__WHAT IS BEING ASKED__: Arrange the data below as a numbered list with one line per item, leaving out any blank lines.
— START DATA FOR THIS EXERCISE —
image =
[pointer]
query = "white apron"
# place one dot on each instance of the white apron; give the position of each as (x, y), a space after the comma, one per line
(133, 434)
— END DATA FOR THIS EXERCISE —
__FINAL ANSWER__:
1. image =
2. [pointer]
3. query = "white apron"
4. # place one dot on each instance of the white apron; give the position of each as (x, y), a space after the comma, one per line
5. (133, 434)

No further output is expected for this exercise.